§ **Selected text**
More flower photos also courtesy of Lisa.
After the flowers, we wandered through a hallway without really knowing where we were going. We ended up in the geology exhibit, aka the world’s coolest rock collection. We had some questions about the rocks that we couldn’t really find answers to, so a docent would’ve been nice; and in contrast to the glass flowers’ new display, the geology exhibit was smaller than usual because it was being renovated. But the people I was with made it feel truly mind-blowing. We moved around together marveling at how it was possible for nature to produce so many rocks that look so different. There were crystals made of cylinders and ones made of spheres; rocks that were a pure bright blue and ones that somehow held every color; lots of perfectly smooth rocks, but also, some that were spiky or even furry (?!?). We spent a while matching the rocks to objects in our lives: one looked like lipstick, one like the beach, one like grass growing in the forest. Then we spent a while longer marveling at the human urge to say that things look like other things. (There was a lot of marveling to be done.)
I would have to have taken a photo of every single display case if I wanted to truly showcase the stunning variation in rock color and shape — this is only a tiny portion.
By the time we were done in the geology exhibit, we were pretty tired, so we moved through the rest of the museum kind of quickly. There are lots of very cool animal exhibits as well, including skeletons, stuffed animal bodies (which were kinda creepy tbh), and habitat replicas. But just (“just”) rocks and flowers were more than enough to blow my mind for one day.

§ **Supplied entries**
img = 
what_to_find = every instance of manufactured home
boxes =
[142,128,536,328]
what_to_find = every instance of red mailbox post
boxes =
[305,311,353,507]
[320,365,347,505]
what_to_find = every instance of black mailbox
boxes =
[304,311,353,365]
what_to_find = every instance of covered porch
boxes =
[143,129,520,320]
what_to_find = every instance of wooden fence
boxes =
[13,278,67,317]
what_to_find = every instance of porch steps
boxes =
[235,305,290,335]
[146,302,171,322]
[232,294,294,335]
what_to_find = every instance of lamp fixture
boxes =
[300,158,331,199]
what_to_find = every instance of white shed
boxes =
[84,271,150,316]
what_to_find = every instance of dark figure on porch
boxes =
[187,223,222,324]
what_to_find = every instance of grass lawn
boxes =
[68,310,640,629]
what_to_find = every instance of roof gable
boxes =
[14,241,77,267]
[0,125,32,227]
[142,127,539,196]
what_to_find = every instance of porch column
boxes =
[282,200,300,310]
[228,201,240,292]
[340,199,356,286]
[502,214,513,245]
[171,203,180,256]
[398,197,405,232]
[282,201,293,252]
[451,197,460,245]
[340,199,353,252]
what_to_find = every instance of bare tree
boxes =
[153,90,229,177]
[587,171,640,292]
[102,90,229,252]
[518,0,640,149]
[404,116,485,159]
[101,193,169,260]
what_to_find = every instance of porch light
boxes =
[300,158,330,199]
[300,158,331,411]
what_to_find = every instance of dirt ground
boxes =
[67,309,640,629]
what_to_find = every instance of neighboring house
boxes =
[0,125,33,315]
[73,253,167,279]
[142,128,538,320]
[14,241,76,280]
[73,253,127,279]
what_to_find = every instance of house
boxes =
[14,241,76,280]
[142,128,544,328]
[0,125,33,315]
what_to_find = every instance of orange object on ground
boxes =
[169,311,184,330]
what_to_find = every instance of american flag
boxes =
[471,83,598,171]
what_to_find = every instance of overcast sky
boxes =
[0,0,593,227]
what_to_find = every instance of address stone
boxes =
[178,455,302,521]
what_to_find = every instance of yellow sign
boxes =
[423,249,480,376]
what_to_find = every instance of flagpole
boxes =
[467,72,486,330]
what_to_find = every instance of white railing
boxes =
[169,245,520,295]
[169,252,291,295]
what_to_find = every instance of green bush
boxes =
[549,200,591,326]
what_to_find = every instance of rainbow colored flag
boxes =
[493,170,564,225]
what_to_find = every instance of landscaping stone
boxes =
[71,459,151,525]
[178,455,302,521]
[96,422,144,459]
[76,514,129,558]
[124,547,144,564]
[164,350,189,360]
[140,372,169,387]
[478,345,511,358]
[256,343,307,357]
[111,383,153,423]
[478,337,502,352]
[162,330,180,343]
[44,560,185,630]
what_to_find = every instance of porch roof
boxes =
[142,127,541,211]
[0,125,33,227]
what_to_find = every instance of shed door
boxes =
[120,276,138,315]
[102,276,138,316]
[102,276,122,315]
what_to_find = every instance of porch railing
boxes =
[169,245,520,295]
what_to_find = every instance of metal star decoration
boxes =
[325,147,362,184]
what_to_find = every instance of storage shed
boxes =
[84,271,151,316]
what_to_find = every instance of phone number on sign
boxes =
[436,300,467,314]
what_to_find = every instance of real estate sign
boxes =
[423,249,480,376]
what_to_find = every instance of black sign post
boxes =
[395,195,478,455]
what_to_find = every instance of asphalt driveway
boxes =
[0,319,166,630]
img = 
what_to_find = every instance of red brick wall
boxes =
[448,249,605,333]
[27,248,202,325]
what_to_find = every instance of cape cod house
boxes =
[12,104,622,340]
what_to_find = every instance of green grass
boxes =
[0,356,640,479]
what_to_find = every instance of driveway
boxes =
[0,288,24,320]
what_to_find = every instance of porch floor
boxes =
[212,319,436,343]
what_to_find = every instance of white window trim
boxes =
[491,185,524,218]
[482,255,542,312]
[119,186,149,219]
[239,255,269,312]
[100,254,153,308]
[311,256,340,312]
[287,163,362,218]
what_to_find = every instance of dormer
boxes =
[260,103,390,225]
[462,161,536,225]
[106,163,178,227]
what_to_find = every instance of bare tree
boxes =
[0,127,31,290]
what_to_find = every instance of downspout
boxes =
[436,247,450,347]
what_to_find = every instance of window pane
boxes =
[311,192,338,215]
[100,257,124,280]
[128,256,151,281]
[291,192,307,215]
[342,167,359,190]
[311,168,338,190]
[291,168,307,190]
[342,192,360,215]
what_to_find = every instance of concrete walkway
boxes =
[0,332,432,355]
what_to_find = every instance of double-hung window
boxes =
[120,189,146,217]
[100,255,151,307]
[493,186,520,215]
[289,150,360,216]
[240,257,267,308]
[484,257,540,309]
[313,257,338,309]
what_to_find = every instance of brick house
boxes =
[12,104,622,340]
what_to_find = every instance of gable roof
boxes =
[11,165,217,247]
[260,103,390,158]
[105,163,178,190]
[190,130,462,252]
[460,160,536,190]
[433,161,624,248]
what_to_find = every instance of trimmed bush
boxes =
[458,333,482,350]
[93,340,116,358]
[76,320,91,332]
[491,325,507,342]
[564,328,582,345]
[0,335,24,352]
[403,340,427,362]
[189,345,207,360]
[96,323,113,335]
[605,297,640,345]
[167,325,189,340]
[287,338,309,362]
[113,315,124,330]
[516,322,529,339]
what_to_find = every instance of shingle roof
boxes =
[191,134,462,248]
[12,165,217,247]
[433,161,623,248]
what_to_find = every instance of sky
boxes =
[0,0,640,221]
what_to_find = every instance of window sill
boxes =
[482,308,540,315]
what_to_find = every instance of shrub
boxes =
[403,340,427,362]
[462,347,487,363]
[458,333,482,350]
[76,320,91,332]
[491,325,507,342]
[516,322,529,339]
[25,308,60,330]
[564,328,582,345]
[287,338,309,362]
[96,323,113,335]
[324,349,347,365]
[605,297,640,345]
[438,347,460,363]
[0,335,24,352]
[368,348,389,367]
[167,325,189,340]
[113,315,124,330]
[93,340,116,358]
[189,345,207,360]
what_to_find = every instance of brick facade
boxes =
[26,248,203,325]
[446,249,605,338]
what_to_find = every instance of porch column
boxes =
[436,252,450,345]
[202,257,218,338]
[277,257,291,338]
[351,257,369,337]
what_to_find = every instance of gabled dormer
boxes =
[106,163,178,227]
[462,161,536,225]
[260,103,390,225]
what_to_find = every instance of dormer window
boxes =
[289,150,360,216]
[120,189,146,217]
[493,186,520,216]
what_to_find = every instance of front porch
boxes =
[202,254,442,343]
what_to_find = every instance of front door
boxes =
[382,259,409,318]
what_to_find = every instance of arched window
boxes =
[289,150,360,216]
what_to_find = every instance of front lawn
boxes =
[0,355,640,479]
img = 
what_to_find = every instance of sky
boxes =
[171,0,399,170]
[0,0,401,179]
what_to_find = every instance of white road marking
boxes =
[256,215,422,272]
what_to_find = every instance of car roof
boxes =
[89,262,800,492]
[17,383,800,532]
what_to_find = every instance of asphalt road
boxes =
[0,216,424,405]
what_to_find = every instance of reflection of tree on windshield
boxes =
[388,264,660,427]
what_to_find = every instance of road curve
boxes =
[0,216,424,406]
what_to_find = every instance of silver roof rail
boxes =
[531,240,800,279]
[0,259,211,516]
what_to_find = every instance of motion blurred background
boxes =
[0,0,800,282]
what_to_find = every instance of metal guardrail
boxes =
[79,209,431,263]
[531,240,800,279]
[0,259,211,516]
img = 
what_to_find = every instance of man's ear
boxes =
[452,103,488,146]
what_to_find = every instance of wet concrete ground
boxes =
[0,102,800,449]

§ **Assigned task A**
In the museum visit passage, list the things the writer and companions said particular rocks looked like.
§ **Assigned task B**
Continue the museum visit passage from where it stops.

§ **Answer box A**
- lipstick
- the beach
- grass growing in the forest

§ **Answer box B**
It was a pretty humbling experience to revisit something I’d seen as a teenager and written off, and realize that it held so much more than I had thought. And I was really surprised by how much the people I was with shaped the experience for me: I felt like my friends’ perspectives added an entirely new layer to everything I looked at, giving things depth they hadn’t had before. When I walked out of the museum, my head was full of thoughts about humans, and nature; about how beautiful things can be both found and made; about rocks that look like someone must have invented them, and human creations that look like they grew straight from the ground. The world can hold so many things in it. Sometimes it’s good to take a few hours to see just a tiny slice of them, and remember that more is possible than you could ever imagine.